**Your objective**
In the Reuters profile of Seiko Hashimoto, what was the highest Olympic medal she won, and in which event?

======== Selected excerpt

TOKYO (Reuters) – Named after the Olympic flame when she was born days before Japan hosted the Summer Olympics in 1964, Seiko Hashimoto has lived up to her name by taking part in seven Olympics and doing it in two sports.
Japan’s new Olympics Minister Seiko Hashimoto arrives at Prime Minister Shinzo Abe’s official residence in Tokyo, Japan September 11, 2019. REUTERS/Issei Kato
The 54-year-old ruling party lawmaker now assumes the post of Olympics minister in Prime Minister Shinzo Abe’s reshuffled cabinet, allowing her to oversee Japan’s second hosting of the Summer Games that begin on July 24, 2020.
Best known as a speed skater, Hashimoto – who hails from Japan’s wintry northernmost main island of Hokkaido – competed in Games from Sarajevo in 1984 to Atlanta in 1996. Three of these she took part in as a cyclist after deciding to compete in the discipline she originally took up for off-season training.
Her first name, Seiko, is written with the same first character as the Japanese for “Olympic flame” – seika – in commemoration of the 1964 event, which opened five days after her birth and was a pivotal event in modern Japanese history.
Though the highest Olympic medal she won was a bronze at the 1992 Albertville Winter Games in the Ladies 1,500 meter race, she set a record for taking part in the most Olympic games of any Japanese woman.
She is also the only Japanese woman to compete in the Olympics while serving as a lawmaker, after she won election to the upper house of parliament in 1995 and finished her Olympic career at Atlanta as a cyclist a year later.
After marrying a policeman whose first wife had died, in 2000 she made history again by becoming the first upper house lawmaker to give birth while holding office. She kept working almost until her daughter was born, reportedly just two hours after she entered hospital.
Hashimoto’s husband brought three children to their marriage and they had two more, making her the mother of six – three boys and three girls. She has focused on education and children in her policy pursuits and also puts priority on health issues and Japan’s falling birth rate.
Currently vice president of the Japanese Olympic Committee, she has also served as a Tokyo 2020 Executive Board member and president of the Japanese Skating Association.
Hashimoto will also serve as Minister in Charge of Women’s Empowerment.

================
======== Data listing

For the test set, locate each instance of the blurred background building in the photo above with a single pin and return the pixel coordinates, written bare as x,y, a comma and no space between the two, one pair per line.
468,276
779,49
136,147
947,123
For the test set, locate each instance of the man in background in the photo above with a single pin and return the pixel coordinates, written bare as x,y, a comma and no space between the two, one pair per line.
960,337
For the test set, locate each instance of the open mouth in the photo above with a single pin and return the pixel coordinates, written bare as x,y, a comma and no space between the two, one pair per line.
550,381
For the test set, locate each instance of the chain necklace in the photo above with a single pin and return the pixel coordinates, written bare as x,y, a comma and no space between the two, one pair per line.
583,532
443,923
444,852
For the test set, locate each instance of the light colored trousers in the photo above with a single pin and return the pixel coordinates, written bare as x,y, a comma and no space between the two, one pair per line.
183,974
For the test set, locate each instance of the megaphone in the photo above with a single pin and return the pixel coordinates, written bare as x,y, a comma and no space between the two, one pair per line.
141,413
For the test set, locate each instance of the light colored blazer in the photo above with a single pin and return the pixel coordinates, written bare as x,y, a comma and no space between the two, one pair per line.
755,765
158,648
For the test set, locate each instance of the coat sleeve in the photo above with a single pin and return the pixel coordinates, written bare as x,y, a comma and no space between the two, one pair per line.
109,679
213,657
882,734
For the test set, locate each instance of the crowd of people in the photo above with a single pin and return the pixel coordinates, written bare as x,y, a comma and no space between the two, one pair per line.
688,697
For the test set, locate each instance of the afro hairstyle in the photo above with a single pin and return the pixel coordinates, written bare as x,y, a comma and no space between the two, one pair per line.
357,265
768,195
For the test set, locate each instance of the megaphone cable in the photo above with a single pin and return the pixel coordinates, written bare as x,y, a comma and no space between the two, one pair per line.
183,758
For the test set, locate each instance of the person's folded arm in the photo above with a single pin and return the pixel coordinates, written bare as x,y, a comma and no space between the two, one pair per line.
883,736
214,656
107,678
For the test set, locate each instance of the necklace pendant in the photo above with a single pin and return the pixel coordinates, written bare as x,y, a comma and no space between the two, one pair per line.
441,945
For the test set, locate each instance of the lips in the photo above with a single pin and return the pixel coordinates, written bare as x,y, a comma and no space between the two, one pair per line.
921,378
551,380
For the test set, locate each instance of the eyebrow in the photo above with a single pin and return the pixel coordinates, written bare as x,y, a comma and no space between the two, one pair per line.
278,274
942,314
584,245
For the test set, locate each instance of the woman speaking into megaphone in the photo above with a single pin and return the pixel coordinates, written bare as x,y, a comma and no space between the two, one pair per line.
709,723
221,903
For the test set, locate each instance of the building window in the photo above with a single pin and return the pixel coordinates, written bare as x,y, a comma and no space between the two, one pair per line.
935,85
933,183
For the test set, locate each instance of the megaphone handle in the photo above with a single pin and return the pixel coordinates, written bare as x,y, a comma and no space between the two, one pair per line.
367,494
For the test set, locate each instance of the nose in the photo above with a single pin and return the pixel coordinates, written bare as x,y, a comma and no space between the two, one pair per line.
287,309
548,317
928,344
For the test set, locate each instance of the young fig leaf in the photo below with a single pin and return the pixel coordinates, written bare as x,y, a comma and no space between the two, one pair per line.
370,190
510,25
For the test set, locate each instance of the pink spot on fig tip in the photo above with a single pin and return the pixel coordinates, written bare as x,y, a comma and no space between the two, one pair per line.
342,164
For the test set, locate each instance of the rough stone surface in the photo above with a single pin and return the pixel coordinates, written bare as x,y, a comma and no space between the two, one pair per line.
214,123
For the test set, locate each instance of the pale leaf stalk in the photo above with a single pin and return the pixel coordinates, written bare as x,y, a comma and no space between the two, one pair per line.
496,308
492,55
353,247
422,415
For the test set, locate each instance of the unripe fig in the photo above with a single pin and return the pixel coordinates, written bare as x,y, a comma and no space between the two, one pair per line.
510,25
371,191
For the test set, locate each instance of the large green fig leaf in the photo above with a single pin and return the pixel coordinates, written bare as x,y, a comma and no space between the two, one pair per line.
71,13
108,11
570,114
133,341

================

**Solution to the exercise**
A bronze in the Ladies 1,500 meter race at the 1992 Albertville Winter Games.